What this exercise asks
(a) In the post on Lexington's shelter plan, give the stretch from "Wednesday, March 16, 2011" through "damaged power plants." again, swapping "nightly news" for "evening news".
(b) Answer these questions from the post on Lexington's shelter plan:
(i) In what year's Comprehensive Plan did Lexington's community shelter plan have its own section?
(ii) How many buildings were usable for shelters in 1965?
(iii) What is the former US Public Hospital now?

Text segment
========

All in all, I think that those downtown enthusiasts have had to live with the evolving downtown myths while the suburban area myths have been perpetuated as a desirable lifestyle based on unsustainable situations.

Wednesday, March 16, 2011

Learning from Japan

By now we have all heard of, and been shocked by, the devastation of the natural disaster in Japan. We watch it daily on the nightly news and shake our heads at the images of utter destruction, human misery and suffering. Then, there is the added peril of the growing nuclear radiation threat from the damaged power plants.

I heard from a friend, that some folks on our west coast are fearful that enough fallout and radiation could drift over here and cause wide-spread damage to property, crops and people. I am not so sure that it will happen but it could. But what about Lexington's preparedness for a similar sized disaster.

Way back in 1967, when we were near (or at) the height of the Cold War, Lexington had a plan for community shelters to protect residents from the dangers of “fallout”. This plan had its own section in that year's Comprehensive Plan and Lexington had many buildings designated, signed and stocked for such emergencies. The plan was simple in concept, but really quite simplistic.

At the time (1965), there were only 185 buildings usable for shelters and they could hold approximately 140,000 people out of an average daily population of 155,000. In dealing with fallout, maybe there were too few public spaces allotted but what if we were considering a massive earthquake along the New Madrid? Where would we go for community shelters then?

The “plan” divided the city into four areas; Downtown, UK Campus, VA Hospital and US Public Hospital (now the Federal Prison). Now, here is the fun part, all people assigned to the first three areas were REQUIRED to walk to the shelters since the streets “must be left completely free for police, fire and other authorized emergency vehicles”. The people making their way to UK were coming from Loudon Ave., The Shriner's Hospital and nearly out to Turfland Mall. Those going to the VA (that is the old Va on Leestown Rd) had to get through all the industrial areas with limited connecting streets and sometimes no sidewalks.

All of them walking.

========

Source information
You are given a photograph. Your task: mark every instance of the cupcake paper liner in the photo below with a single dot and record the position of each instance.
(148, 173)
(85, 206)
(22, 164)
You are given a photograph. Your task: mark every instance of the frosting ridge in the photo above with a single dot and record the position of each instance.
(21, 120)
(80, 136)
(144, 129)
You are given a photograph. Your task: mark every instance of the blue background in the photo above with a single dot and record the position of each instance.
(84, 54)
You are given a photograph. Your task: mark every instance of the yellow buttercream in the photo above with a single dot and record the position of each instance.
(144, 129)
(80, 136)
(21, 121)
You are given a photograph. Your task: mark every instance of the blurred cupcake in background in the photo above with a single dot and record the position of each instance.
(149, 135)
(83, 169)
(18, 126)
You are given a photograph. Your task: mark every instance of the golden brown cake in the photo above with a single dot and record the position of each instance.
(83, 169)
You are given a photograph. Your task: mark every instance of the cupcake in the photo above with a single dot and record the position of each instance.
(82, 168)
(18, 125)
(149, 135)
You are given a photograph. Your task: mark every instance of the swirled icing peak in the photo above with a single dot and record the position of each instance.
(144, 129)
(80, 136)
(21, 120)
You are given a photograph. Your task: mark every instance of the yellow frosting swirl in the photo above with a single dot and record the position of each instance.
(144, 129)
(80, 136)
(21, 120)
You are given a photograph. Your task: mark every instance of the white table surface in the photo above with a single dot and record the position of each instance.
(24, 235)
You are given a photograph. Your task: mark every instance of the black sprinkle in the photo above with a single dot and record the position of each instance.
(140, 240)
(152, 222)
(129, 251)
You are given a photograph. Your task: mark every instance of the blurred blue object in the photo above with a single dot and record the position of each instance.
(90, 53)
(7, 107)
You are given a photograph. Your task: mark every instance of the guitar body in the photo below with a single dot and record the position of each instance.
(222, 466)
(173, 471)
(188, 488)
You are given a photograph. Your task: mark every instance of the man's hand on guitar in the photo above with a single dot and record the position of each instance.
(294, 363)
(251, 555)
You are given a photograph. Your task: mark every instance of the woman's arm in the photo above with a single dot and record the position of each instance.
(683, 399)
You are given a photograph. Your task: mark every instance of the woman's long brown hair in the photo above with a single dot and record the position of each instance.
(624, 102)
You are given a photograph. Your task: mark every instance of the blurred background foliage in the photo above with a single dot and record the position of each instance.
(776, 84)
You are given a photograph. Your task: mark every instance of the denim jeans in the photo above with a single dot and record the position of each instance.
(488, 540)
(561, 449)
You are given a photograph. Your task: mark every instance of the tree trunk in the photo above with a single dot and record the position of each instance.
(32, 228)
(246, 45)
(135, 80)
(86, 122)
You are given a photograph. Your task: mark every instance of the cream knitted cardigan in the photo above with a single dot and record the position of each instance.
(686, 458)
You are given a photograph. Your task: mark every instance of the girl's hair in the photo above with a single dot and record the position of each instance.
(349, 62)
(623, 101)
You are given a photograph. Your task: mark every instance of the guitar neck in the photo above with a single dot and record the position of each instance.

========

Solution list
(a)
Wednesday, March 16, 2011

Learning from Japan

By now we have all heard of, and been shocked by, the devastation of the natural disaster in Japan. We watch it daily on the evening news and shake our heads at the images of utter destruction, human misery and suffering. Then, there is the added peril of the growing nuclear radiation threat from the damaged power plants.

(b)
(i) 1967
(ii) 185
(iii) The Federal Prison